• **WHAT TO PRODUCE**:
Report how many lines in the entries below contain the string "collar", matching case exactly. Give only the number.

/---

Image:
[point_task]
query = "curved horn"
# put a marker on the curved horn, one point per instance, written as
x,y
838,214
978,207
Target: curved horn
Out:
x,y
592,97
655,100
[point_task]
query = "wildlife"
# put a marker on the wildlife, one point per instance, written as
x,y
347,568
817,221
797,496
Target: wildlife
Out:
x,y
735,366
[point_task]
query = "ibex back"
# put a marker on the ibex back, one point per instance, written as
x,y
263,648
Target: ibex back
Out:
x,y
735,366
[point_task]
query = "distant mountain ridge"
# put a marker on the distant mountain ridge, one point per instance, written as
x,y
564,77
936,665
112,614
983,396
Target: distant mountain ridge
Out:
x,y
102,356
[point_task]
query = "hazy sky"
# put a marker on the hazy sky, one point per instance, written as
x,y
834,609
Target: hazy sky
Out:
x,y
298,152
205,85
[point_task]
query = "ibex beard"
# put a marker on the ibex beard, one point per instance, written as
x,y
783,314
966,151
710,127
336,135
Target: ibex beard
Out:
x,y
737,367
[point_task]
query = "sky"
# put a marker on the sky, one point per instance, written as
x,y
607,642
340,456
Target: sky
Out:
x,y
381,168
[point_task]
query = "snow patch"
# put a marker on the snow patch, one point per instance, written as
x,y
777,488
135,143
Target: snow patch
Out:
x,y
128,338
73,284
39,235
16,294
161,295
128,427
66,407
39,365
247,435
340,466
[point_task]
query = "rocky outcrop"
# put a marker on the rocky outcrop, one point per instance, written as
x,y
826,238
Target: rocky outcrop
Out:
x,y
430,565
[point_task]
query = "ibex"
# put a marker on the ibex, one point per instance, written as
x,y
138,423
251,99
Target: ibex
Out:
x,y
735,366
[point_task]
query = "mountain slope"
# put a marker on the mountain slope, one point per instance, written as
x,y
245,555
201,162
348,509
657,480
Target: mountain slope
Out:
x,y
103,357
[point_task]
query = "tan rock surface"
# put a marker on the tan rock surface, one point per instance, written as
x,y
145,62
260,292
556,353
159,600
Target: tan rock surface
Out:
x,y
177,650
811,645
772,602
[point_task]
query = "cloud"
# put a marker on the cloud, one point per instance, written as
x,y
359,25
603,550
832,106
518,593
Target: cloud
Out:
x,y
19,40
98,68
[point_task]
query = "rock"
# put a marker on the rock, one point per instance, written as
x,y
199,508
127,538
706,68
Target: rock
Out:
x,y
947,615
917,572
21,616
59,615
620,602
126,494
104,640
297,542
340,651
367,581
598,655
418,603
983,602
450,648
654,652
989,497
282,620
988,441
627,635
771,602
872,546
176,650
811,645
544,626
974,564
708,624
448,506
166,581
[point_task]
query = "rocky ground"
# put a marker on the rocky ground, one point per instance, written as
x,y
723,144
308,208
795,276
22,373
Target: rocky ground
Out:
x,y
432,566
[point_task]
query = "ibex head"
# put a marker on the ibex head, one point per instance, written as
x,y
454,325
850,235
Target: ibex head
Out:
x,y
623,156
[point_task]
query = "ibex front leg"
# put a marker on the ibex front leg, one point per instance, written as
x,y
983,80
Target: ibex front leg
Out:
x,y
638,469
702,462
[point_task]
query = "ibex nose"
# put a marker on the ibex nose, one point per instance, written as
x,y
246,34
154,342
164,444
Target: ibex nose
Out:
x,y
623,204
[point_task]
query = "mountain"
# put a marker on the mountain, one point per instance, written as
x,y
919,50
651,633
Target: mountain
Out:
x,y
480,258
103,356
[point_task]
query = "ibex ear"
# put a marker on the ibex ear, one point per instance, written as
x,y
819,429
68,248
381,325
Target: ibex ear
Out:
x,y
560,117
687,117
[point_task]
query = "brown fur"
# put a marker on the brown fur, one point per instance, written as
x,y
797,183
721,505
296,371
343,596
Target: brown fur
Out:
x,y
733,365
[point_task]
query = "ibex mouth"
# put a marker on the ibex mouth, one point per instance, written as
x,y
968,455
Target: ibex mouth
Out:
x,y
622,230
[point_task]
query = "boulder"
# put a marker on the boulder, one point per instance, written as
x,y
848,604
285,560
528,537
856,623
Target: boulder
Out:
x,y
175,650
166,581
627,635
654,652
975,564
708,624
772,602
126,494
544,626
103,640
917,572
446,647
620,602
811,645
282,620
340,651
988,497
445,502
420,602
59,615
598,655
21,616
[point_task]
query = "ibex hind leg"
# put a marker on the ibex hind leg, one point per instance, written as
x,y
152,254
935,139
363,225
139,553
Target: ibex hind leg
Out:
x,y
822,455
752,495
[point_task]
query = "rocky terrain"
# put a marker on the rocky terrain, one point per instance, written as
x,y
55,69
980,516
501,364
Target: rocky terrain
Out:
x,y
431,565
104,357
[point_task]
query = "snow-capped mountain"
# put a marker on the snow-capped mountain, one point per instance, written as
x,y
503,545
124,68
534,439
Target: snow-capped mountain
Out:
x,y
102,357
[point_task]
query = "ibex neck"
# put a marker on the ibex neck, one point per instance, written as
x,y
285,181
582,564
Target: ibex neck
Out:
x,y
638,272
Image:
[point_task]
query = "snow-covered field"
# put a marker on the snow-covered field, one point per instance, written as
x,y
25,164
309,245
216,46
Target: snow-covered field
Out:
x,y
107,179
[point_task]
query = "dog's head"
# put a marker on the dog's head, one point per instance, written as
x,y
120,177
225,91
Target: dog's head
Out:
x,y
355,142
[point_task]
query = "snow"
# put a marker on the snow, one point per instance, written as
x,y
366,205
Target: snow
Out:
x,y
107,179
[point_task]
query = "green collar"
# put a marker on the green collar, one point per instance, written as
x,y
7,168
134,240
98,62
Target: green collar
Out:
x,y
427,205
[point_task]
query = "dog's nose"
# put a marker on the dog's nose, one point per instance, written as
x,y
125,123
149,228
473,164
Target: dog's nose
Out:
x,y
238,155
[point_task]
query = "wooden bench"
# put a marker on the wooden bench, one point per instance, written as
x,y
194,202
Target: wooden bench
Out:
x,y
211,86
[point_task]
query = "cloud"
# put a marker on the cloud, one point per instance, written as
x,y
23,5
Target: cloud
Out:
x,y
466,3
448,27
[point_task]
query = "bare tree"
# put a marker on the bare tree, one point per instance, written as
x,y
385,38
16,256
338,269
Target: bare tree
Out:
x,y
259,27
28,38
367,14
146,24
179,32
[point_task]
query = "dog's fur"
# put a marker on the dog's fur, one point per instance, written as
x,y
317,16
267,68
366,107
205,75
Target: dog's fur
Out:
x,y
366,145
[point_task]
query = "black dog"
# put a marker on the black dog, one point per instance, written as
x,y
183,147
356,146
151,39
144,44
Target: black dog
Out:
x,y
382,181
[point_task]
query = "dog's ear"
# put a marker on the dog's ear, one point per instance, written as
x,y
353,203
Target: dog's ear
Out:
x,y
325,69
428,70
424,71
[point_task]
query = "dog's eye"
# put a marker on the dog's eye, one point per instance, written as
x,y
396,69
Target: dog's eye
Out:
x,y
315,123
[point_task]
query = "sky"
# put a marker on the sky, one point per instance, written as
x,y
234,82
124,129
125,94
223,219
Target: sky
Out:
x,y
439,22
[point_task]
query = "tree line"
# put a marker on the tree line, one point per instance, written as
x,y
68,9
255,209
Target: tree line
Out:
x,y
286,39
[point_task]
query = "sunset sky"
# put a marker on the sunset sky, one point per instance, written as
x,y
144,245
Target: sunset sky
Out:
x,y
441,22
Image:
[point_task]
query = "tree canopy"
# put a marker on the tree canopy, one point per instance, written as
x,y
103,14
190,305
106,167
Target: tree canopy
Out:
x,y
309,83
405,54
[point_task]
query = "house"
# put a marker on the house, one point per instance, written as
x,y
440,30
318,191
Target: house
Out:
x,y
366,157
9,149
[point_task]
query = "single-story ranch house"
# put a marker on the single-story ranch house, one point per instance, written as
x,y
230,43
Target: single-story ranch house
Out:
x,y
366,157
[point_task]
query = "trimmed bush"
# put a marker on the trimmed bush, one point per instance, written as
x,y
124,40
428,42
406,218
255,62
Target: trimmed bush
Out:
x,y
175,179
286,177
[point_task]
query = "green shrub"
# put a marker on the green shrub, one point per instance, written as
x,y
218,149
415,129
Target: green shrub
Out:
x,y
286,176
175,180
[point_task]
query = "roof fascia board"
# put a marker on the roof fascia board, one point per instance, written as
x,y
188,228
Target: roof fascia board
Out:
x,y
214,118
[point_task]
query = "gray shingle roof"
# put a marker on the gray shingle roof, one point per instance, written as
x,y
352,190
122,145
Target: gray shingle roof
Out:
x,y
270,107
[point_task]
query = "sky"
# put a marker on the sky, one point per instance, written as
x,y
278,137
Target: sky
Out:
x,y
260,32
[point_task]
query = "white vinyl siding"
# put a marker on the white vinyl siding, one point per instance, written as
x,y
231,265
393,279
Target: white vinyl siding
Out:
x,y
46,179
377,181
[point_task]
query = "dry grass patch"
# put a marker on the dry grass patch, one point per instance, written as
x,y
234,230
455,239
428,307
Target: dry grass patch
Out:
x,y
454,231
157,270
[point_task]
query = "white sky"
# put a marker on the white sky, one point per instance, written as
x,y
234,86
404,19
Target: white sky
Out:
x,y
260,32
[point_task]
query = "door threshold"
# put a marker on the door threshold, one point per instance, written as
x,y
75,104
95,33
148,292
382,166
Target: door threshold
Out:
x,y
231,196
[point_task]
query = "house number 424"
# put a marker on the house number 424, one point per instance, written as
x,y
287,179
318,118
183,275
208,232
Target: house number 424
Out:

\---

• **SOLVED EXERCISE**:
3